# JOB
Convert the rows below into a JSON list of strings, one string per line, omitting blank lines. Leave the pictures out of the list.

# TASK INPUT
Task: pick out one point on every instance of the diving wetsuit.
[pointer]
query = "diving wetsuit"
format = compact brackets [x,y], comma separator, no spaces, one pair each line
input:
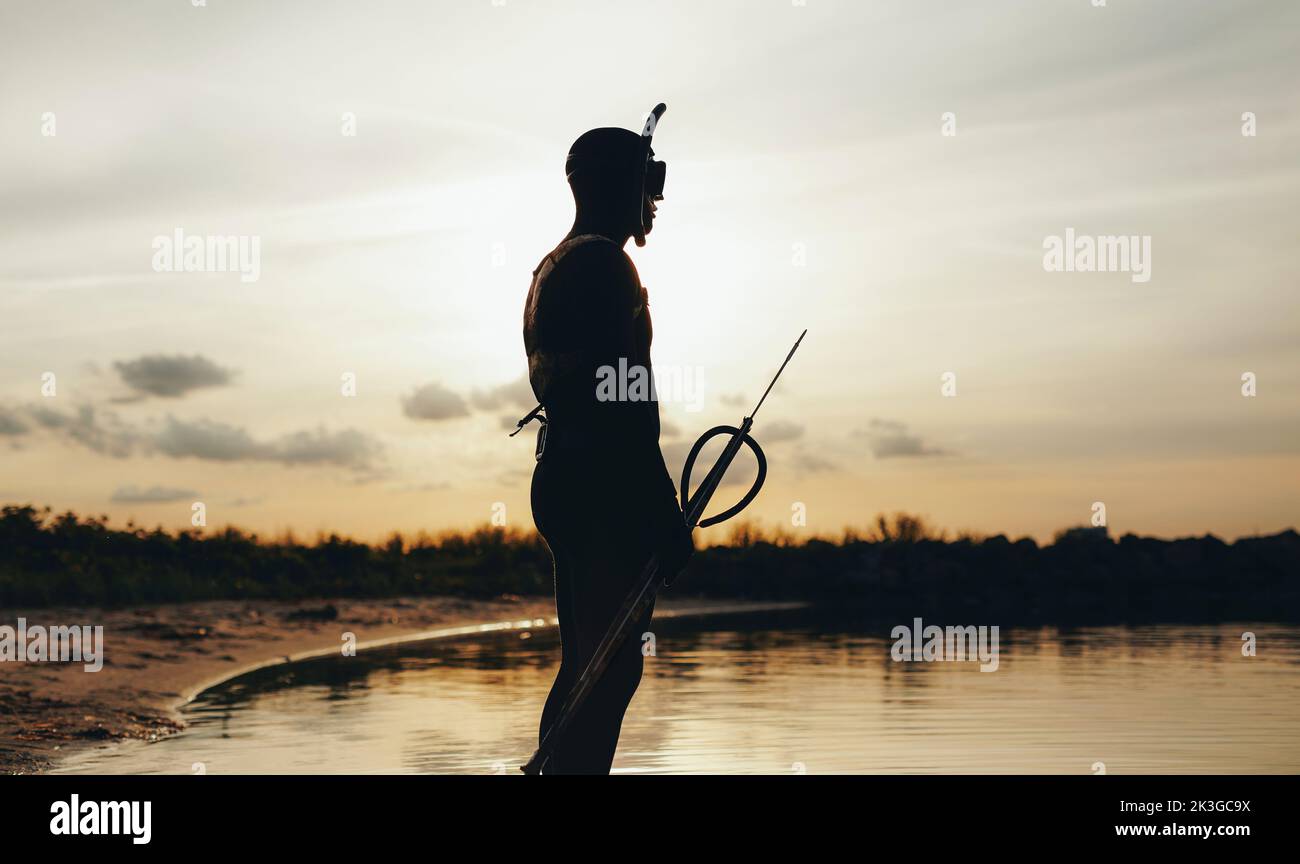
[601,495]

# THE RESULT
[
  "Task: pick out one point on every instance of the diving wetsuit.",
  "[pointer]",
  "query = \"diving wetsuit\"",
  "format = compact brackets [x,y], comma separator, no spaces, one pair each line",
  "input:",
  "[601,495]"
]